EXERCISE PROMPT: Rewrite the stretch of the records from the line containing "task: segment the <item>cloud</item>" through the end of the records, requests included. Rescale every polygon coordinate in the outlines by multiplying it by 1.9 and rounding to a whole number, with halves rounded up, and leave the requests and their format samples unchanged.

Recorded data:
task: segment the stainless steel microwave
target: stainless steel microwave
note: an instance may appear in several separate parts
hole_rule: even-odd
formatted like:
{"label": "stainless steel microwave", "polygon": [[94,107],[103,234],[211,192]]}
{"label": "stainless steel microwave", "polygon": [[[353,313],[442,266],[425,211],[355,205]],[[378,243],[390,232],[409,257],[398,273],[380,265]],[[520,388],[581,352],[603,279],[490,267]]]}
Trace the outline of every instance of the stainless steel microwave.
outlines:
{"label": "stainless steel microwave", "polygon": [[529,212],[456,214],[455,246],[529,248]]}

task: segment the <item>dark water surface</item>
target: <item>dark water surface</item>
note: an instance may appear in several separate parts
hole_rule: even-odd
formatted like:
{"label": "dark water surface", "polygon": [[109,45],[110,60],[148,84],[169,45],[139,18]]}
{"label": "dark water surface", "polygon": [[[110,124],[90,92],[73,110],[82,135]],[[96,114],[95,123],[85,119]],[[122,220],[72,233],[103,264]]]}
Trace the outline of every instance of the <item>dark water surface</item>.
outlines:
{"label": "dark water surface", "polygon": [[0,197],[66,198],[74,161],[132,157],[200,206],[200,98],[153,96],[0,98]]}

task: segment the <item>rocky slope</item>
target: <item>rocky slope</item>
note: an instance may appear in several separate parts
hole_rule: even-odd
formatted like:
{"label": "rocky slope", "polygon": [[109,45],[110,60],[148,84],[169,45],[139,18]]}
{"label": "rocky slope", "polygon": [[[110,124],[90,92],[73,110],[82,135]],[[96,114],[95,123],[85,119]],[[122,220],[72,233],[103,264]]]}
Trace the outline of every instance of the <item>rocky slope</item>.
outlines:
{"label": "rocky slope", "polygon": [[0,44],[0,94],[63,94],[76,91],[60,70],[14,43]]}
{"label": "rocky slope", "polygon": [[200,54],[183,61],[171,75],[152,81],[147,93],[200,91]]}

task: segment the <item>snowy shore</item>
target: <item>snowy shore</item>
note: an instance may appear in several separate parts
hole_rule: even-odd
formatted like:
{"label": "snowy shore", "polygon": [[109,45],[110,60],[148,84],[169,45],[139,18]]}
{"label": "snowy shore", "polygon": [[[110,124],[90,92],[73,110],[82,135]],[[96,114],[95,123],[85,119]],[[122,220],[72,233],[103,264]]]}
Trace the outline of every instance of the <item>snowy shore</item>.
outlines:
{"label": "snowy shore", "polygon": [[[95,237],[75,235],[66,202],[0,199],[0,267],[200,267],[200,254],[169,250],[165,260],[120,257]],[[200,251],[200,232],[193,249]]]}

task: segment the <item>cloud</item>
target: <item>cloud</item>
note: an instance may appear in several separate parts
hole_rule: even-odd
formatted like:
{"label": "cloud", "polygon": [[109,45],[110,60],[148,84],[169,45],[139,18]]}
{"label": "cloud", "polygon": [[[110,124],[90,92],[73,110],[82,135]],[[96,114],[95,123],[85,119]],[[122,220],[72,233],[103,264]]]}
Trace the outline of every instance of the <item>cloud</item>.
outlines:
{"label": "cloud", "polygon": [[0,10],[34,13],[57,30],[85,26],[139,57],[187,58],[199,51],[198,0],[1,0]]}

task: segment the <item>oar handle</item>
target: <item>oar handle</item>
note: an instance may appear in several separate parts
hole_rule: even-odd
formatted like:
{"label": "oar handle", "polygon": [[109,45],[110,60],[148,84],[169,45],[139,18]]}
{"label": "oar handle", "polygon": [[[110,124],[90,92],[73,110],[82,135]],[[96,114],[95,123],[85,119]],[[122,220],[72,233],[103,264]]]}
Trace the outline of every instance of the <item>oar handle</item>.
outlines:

TASK OUTPUT:
task: segment the <item>cloud</item>
target: <item>cloud</item>
note: an instance may appear in several separate parts
hole_rule: even-odd
formatted like:
{"label": "cloud", "polygon": [[109,45],[110,60],[148,84],[169,45],[139,18]]}
{"label": "cloud", "polygon": [[[110,124],[90,92],[73,110],[82,135]],[[96,114],[95,123],[85,119]],[[122,220],[72,233],[103,264]]]}
Trace the outline of every instance of the <item>cloud</item>.
outlines:
{"label": "cloud", "polygon": [[0,19],[65,25],[108,57],[162,49],[264,108],[355,110],[378,97],[376,0],[2,0]]}

task: segment the <item>oar handle</item>
target: <item>oar handle</item>
note: an instance may appear in several separate parts
hole_rule: even-odd
formatted like:
{"label": "oar handle", "polygon": [[109,45],[110,60],[148,84],[169,45],[139,18]]}
{"label": "oar handle", "polygon": [[[110,124],[90,92],[73,110],[82,135]],[[96,114],[95,123],[85,119]],[[122,220],[72,233],[103,264]]]}
Trace the outline of every instance of the <item>oar handle</item>.
outlines:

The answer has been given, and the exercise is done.